Count the lines in the listing below that contain the string "flower", and give only that number.

── RECORDS SUPPLIED ──

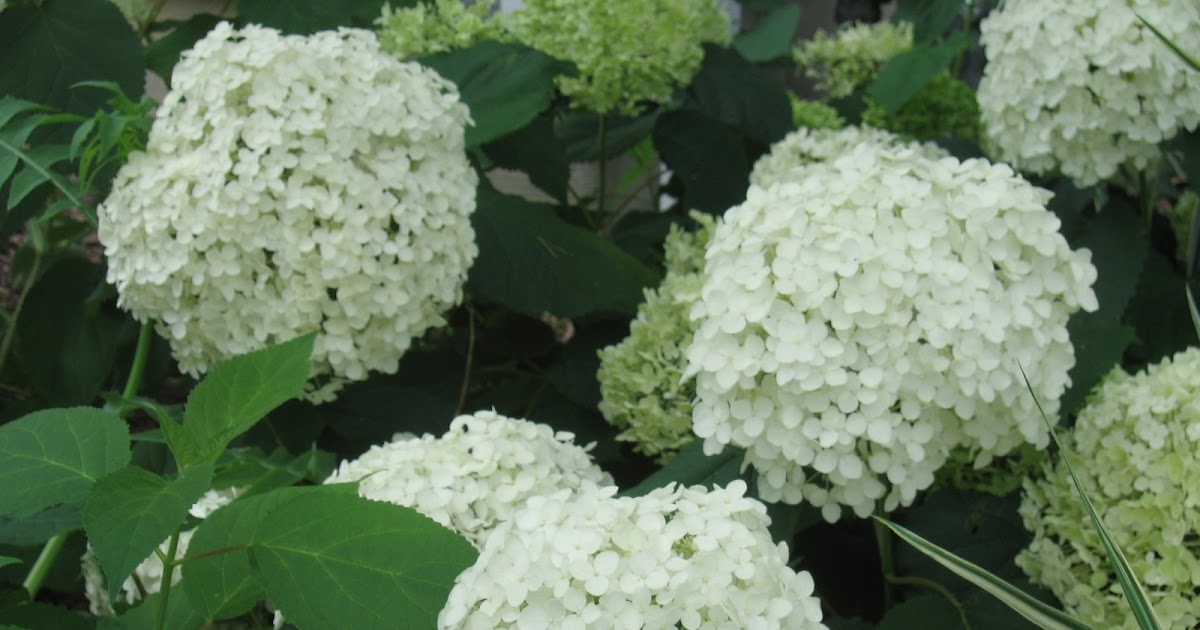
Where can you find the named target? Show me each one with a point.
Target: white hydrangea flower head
(851, 57)
(1085, 88)
(641, 385)
(295, 184)
(1137, 450)
(149, 573)
(675, 558)
(475, 475)
(870, 312)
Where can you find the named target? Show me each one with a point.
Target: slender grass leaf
(533, 262)
(1039, 613)
(1135, 595)
(132, 510)
(54, 456)
(691, 467)
(63, 42)
(235, 395)
(339, 561)
(772, 37)
(504, 84)
(1183, 54)
(906, 73)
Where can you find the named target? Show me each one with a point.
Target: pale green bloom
(640, 377)
(426, 29)
(851, 58)
(1137, 451)
(815, 114)
(628, 52)
(943, 107)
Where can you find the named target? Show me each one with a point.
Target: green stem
(139, 360)
(168, 571)
(887, 562)
(604, 168)
(153, 15)
(11, 330)
(43, 564)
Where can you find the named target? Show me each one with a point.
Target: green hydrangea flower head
(443, 25)
(815, 114)
(1002, 477)
(1137, 451)
(943, 107)
(640, 377)
(628, 52)
(852, 57)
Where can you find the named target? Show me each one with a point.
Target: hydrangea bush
(475, 475)
(148, 576)
(678, 557)
(864, 315)
(1085, 88)
(1137, 451)
(641, 378)
(294, 184)
(850, 58)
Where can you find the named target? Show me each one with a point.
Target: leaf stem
(471, 354)
(168, 571)
(139, 360)
(43, 564)
(603, 190)
(887, 562)
(35, 268)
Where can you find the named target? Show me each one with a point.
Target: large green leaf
(537, 151)
(54, 456)
(37, 528)
(533, 262)
(580, 133)
(339, 561)
(906, 73)
(305, 17)
(51, 46)
(691, 467)
(1037, 612)
(742, 95)
(222, 586)
(707, 156)
(132, 511)
(235, 395)
(772, 37)
(69, 347)
(504, 84)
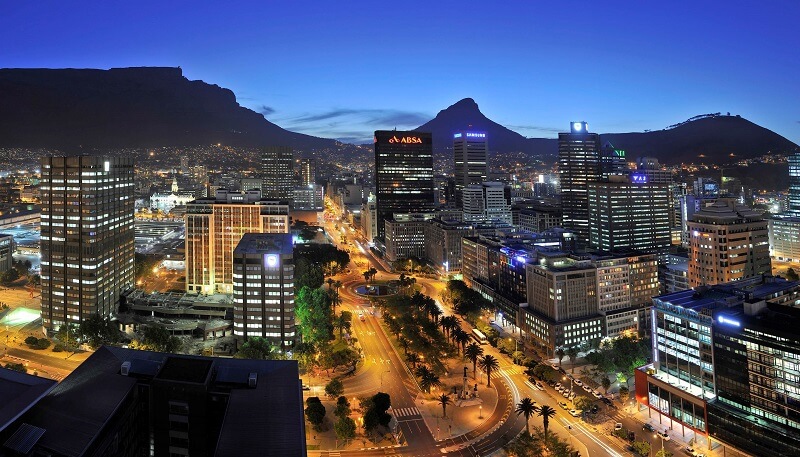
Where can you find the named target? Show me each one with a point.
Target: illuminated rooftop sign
(406, 140)
(727, 321)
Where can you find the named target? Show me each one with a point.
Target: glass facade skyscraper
(578, 165)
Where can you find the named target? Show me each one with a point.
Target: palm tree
(489, 363)
(560, 353)
(341, 323)
(527, 407)
(473, 352)
(606, 383)
(403, 342)
(547, 413)
(461, 338)
(413, 359)
(427, 378)
(572, 353)
(444, 400)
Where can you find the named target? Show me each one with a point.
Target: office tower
(486, 202)
(263, 288)
(629, 213)
(7, 248)
(728, 242)
(307, 171)
(126, 402)
(403, 174)
(86, 236)
(724, 357)
(470, 152)
(612, 161)
(214, 226)
(277, 169)
(578, 165)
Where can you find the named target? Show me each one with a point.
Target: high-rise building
(487, 202)
(578, 165)
(403, 174)
(629, 213)
(214, 226)
(470, 151)
(728, 242)
(277, 169)
(263, 288)
(86, 236)
(307, 171)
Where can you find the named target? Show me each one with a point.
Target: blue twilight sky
(342, 69)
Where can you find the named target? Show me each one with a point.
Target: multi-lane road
(384, 370)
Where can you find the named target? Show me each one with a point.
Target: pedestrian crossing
(405, 412)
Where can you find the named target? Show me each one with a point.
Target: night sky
(344, 69)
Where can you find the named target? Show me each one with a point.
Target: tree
(606, 383)
(572, 353)
(157, 338)
(343, 322)
(624, 394)
(315, 411)
(583, 403)
(527, 407)
(560, 353)
(546, 413)
(473, 352)
(345, 428)
(642, 448)
(334, 388)
(97, 331)
(313, 311)
(489, 363)
(427, 378)
(342, 407)
(444, 400)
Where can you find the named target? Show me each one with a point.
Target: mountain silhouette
(714, 136)
(158, 106)
(129, 107)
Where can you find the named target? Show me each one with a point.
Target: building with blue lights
(470, 153)
(687, 380)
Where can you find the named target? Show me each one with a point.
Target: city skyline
(314, 70)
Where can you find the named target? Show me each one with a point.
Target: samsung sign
(727, 321)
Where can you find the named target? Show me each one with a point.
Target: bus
(478, 336)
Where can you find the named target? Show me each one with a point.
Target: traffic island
(465, 413)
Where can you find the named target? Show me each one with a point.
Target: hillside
(129, 107)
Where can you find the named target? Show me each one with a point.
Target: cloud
(535, 128)
(371, 117)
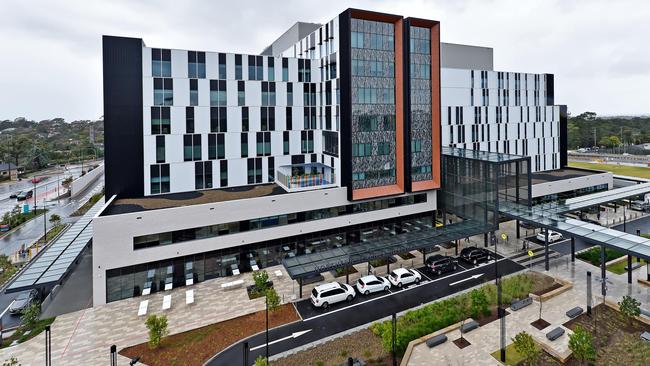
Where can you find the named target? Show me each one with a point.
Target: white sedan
(553, 236)
(368, 284)
(402, 276)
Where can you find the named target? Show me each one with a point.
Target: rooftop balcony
(305, 177)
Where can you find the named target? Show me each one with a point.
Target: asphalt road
(338, 320)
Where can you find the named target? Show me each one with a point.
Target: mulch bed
(461, 343)
(540, 324)
(490, 318)
(196, 346)
(359, 345)
(406, 256)
(556, 285)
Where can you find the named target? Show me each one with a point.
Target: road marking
(7, 309)
(478, 275)
(396, 292)
(293, 335)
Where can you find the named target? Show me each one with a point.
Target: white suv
(324, 295)
(553, 236)
(402, 276)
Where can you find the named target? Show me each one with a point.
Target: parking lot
(308, 311)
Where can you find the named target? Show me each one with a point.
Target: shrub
(157, 326)
(526, 346)
(273, 299)
(581, 343)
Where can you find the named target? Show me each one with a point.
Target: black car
(475, 255)
(22, 301)
(440, 264)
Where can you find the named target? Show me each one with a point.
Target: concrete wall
(113, 235)
(564, 185)
(79, 184)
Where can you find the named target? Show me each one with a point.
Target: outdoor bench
(437, 340)
(574, 312)
(555, 334)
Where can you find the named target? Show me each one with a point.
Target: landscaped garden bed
(195, 347)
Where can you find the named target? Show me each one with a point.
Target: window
(222, 66)
(189, 120)
(161, 62)
(218, 119)
(191, 147)
(271, 169)
(244, 145)
(194, 92)
(271, 69)
(203, 175)
(195, 64)
(160, 120)
(238, 67)
(285, 142)
(285, 69)
(241, 93)
(160, 149)
(163, 93)
(244, 119)
(159, 178)
(223, 173)
(218, 93)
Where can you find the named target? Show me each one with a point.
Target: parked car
(402, 276)
(368, 284)
(330, 293)
(22, 301)
(440, 264)
(24, 195)
(475, 255)
(553, 236)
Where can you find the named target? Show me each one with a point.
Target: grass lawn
(632, 171)
(195, 347)
(619, 267)
(512, 356)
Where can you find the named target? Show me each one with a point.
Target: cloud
(52, 50)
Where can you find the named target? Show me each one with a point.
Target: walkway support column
(546, 265)
(629, 268)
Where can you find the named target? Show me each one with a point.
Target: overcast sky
(51, 50)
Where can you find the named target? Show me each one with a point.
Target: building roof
(130, 205)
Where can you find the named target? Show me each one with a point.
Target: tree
(630, 307)
(157, 326)
(261, 279)
(581, 343)
(55, 219)
(31, 314)
(526, 346)
(480, 303)
(273, 299)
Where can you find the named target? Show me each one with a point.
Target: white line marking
(7, 309)
(293, 335)
(390, 294)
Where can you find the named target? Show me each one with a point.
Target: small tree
(261, 279)
(273, 299)
(31, 314)
(261, 361)
(630, 307)
(581, 343)
(157, 326)
(480, 303)
(55, 219)
(526, 346)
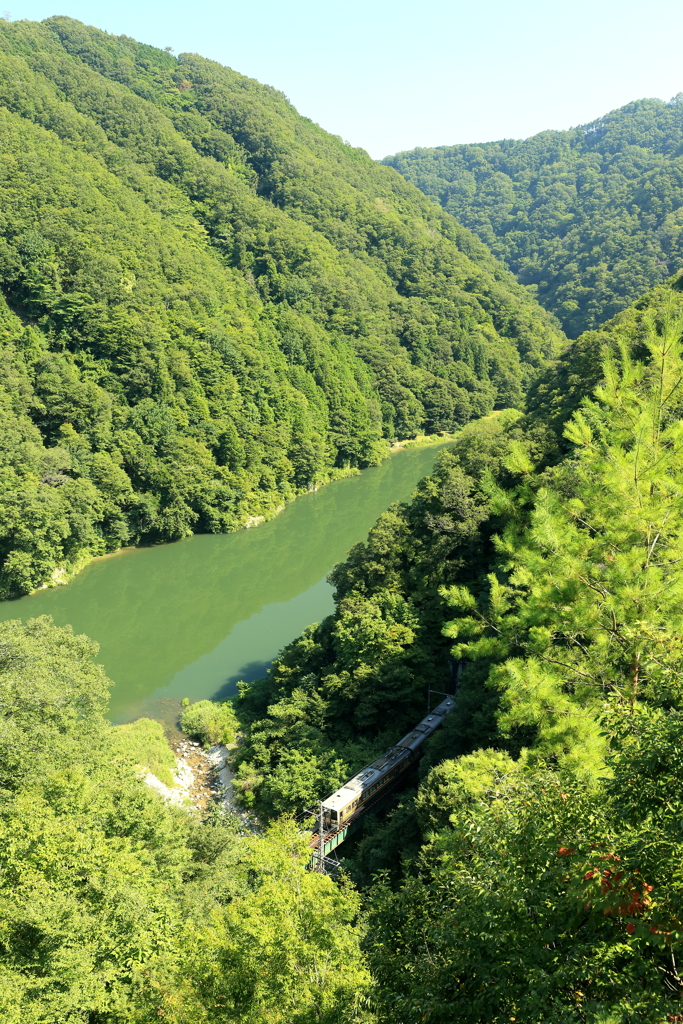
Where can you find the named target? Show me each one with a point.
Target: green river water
(190, 619)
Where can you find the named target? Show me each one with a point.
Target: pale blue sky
(391, 76)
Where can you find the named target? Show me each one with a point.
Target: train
(377, 778)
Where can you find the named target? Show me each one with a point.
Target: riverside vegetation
(209, 304)
(534, 872)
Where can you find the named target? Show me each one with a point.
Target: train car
(380, 775)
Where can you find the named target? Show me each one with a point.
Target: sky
(391, 76)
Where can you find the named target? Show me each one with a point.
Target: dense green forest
(590, 218)
(534, 873)
(208, 304)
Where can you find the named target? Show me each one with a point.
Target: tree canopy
(589, 218)
(209, 305)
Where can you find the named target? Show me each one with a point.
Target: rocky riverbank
(202, 778)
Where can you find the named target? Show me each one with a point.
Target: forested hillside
(208, 304)
(591, 218)
(536, 872)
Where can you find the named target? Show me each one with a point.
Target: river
(190, 619)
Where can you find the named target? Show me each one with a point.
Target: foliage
(590, 218)
(143, 744)
(116, 906)
(535, 873)
(211, 721)
(207, 305)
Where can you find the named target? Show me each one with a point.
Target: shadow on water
(190, 619)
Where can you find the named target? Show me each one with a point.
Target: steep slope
(535, 872)
(591, 217)
(323, 710)
(210, 304)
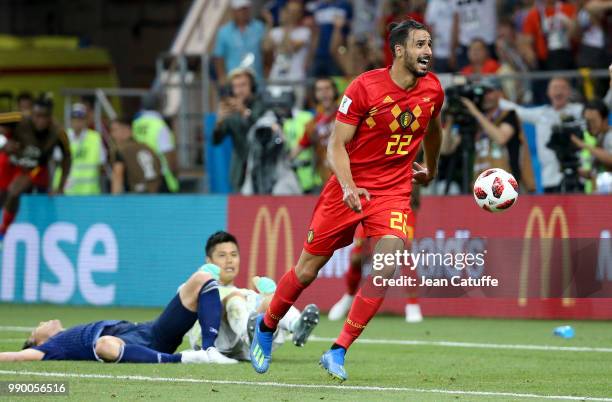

───

• _REPLY_: 2